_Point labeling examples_

^^^^

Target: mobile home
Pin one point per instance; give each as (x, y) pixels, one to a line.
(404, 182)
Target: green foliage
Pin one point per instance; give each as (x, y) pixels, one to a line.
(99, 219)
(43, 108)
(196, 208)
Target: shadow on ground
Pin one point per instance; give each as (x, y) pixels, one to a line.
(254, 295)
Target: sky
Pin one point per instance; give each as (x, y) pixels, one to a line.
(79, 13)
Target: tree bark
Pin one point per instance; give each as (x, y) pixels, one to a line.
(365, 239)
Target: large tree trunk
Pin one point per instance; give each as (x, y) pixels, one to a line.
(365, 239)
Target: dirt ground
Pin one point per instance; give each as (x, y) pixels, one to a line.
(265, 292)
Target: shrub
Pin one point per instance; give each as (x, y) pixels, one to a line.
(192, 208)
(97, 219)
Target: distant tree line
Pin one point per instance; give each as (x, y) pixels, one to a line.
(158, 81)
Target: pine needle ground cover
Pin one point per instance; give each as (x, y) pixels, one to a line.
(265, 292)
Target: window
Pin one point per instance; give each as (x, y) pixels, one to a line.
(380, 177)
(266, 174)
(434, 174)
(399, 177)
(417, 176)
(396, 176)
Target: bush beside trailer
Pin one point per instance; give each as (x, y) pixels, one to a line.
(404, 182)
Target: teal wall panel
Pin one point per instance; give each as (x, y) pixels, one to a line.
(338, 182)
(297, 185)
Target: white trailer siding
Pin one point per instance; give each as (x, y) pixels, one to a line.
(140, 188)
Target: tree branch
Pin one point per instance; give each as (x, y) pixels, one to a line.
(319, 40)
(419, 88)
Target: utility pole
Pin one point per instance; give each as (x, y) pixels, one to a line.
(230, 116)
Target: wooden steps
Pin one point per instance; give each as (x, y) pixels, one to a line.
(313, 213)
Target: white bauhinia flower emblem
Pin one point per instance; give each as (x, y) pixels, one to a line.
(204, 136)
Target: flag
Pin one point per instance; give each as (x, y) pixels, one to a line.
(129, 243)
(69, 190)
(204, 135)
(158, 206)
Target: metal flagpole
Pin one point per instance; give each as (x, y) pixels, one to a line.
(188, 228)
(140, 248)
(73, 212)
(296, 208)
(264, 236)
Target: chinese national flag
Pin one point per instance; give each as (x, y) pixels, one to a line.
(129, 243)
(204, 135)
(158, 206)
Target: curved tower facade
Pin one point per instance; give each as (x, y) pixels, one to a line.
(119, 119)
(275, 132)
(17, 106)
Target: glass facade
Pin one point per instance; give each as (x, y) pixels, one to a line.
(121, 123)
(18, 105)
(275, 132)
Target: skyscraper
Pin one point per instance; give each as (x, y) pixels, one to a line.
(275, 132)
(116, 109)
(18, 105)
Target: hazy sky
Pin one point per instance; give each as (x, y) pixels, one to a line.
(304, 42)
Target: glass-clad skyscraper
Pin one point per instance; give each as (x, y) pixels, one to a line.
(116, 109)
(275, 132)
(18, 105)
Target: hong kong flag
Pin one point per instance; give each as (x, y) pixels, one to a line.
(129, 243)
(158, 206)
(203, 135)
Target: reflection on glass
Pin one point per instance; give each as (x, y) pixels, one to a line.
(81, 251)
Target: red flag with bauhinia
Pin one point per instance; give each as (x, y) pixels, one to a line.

^^^^

_Stated problem_
Reproduce all of the rows above, keeping every character unchanged.

_Result for this exercise_
Target: mobile home
Pin one point per instance; give each as (x, y) pixels, one to a line.
(404, 182)
Target: green foliage
Pin one point per instance; give each as (x, y) pixels, one to a line.
(99, 219)
(43, 108)
(196, 208)
Target: shadow on ground
Pin one point per instance; give each as (x, y) pixels, one to a line.
(254, 295)
Target: sky
Pin one point per instance; give each as (x, y) pixels, one to a line.
(79, 13)
Target: tree bark
Pin one point per instance; give each as (x, y) pixels, one to a line.
(365, 239)
Target: large tree trunk
Pin one point per instance; give each as (x, y) pixels, one to a line.
(365, 239)
Target: dirt ground
Pin one point per instance; give each as (x, y) pixels, one to a line.
(265, 292)
Target: shrub
Pin one point per instance; give each as (x, y) pixels, one to a line.
(192, 208)
(97, 219)
Target: distant tree line
Pin one point per instance; give each as (x, y) pixels, one to a line.
(158, 81)
Target: pine needle ground cover
Pin one point per instance; give each as (x, y) pixels, one to a line.
(265, 292)
Target: window
Pin one point per instance; give each as (x, y) pixels, one to a line.
(380, 177)
(266, 174)
(434, 174)
(399, 177)
(417, 176)
(396, 176)
Target: bush beside trailer
Pin one point per instance; give each as (x, y) pixels, one to a line.
(404, 182)
Target: teal wall panel
Pin one point per instance; give each as (x, y) pixels, one to a line.
(338, 182)
(297, 185)
Target: white trailer siding
Pin one point per instance; give each as (x, y) pixels, one to a line.
(140, 188)
Target: tree branch
Pin one point per instance; give each as (x, y) pixels, one to a line.
(319, 40)
(419, 88)
Target: utility pole
Pin one point per instance; give each as (x, y) pixels, one to a line.
(230, 116)
Target: wooden steps
Pin one point per instance; give each as (x, y) pixels, one to a line.
(313, 213)
Target: white bauhinia flower emblem
Pin one point per instance; give each as (x, y) pixels, one to a line.
(204, 136)
Target: flag
Pin one point per instance; give each as (x, y) pixels, one to a line.
(129, 243)
(69, 190)
(204, 135)
(158, 206)
Target: metal flagpole
Pin one point per instance; give each as (x, y) pixels, one to a line.
(188, 228)
(140, 248)
(73, 212)
(296, 208)
(264, 236)
Target: chinese national flag
Pin one point per instance; give each as (x, y) pixels, one to a line.
(129, 243)
(204, 135)
(158, 206)
Target: curved tower facade
Pin one point per instance; give each as (x, y) pixels, one to a line.
(119, 119)
(275, 132)
(17, 106)
Target: glass facade
Pin one point per instance; give each as (x, y) pixels, one to a line.
(121, 123)
(18, 105)
(275, 132)
Target: skyscraper
Pin one point per instance; give each as (x, y) pixels, one to a line.
(275, 132)
(116, 109)
(18, 105)
Target: hazy sky
Pin one point per instance; give each as (x, y) pixels, one to a line.
(304, 42)
Target: glass-clad skyscraper
Pin one point per instance; give each as (x, y) pixels, one to a line.
(116, 109)
(275, 132)
(18, 105)
Target: hong kong flag
Pin one point per instance; give each as (x, y) pixels, one to a line.
(129, 243)
(158, 206)
(203, 135)
Target: reflection on glass
Pin one point per instance; give each as (x, y) pixels, one to a line.
(81, 251)
Target: red flag with bauhinia
Pin one point per instance; give each as (x, y) pixels, one to a line.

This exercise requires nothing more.